▸ **TASK DATA**:
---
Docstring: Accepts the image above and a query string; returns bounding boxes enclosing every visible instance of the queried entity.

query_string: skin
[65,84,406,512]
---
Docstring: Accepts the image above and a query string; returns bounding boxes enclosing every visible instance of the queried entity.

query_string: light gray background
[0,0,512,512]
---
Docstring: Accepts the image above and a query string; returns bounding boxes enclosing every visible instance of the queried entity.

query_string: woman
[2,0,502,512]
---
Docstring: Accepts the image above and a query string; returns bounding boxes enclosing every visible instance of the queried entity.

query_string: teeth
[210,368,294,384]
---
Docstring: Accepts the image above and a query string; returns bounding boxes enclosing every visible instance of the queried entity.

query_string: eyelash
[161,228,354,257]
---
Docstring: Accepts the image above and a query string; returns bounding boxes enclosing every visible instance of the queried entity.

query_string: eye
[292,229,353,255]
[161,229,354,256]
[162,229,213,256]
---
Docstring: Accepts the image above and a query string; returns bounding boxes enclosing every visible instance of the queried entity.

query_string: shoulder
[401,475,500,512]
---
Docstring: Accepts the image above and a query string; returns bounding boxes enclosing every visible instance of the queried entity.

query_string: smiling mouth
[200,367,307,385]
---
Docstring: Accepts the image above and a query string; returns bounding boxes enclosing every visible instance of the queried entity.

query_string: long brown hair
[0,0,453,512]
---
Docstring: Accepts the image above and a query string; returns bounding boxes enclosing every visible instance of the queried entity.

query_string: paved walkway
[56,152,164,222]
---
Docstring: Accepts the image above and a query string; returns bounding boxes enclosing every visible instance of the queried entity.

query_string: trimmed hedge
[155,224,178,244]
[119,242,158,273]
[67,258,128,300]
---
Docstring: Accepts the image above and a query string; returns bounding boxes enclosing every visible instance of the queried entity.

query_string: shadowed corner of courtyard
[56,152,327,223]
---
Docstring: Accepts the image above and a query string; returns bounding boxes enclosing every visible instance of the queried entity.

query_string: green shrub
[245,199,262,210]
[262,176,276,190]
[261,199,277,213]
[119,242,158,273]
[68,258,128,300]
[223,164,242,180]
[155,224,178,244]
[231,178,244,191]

▸ **WHAT THIS TASK INVOLVES**: Reproduce all of the material above word for word, from its first line through its last.

▸ **WORKED ANSWER**:
---
Docstring: Accepts the image above and a query string; returns bounding boxes enclosing every visible instance of the queried entity.

query_string: skin
[65,84,406,512]
---
Docstring: Accepts the image above and a query string; returns bounding boxes enclosing every visible instance of the queried entity.

query_string: light gray background
[0,0,512,512]
---
Docstring: Accepts the image above and a query string; returns bounding boxes enclosing every visible instance of the queried entity.

query_string: woman
[2,0,502,512]
---
Docstring: Accepts the image above and a query string; returns bounding boxes enclosing every visible instance of the queried entity.

query_string: teeth
[210,368,294,384]
---
Docstring: Accepts the image above and a query string; returns bounding boxes enclosing every visible instance of the queried entity.

query_string: eyelash
[161,228,354,257]
---
Docstring: Accepts the image above and a query string; returns bounding boxes enclosing every visible instance of the queried entity.

query_string: eye
[292,229,353,255]
[161,229,354,256]
[162,229,213,256]
---
Docstring: Accepts the image above and a query string; returns bounding boxes enclosing every visible instance of the queried entity.

query_string: shoulder
[401,475,500,512]
---
Docstring: Accepts the image above and a query string; returns bounding boxes enclosing every visible instance of the queried entity.

query_string: smiling mouth
[200,367,307,385]
---
Docstring: Accepts the image above and a query string; returns bounding boxes enclosing every visible instance of the queried entity.

query_string: long brown hair
[0,0,453,512]
---
Docstring: Accepts the image above and a query string; returns bounding boxes enclosing every visible instance of the queried entity.

query_string: paved walkway
[56,152,164,222]
---
Docstring: Accepts the image above and a query string; returns bounding boxes enclosing every visible instance of the queried entity.

query_string: trimmed hedge
[155,224,178,244]
[119,242,158,273]
[67,258,128,300]
---
Docstring: Accepts the image above and a query string; returns bounding boxes enclosing every visible instance of the queried entity.

query_string: shadowed corner of courtyard
[56,152,327,223]
---
Docstring: Accepts the image above and a query string; returns bounding boxes enclosing every visible instance of the queried entity.

query_string: green shrub
[245,199,262,210]
[262,176,276,190]
[261,199,277,213]
[119,242,158,273]
[68,258,128,300]
[223,164,242,180]
[155,224,178,244]
[231,178,244,191]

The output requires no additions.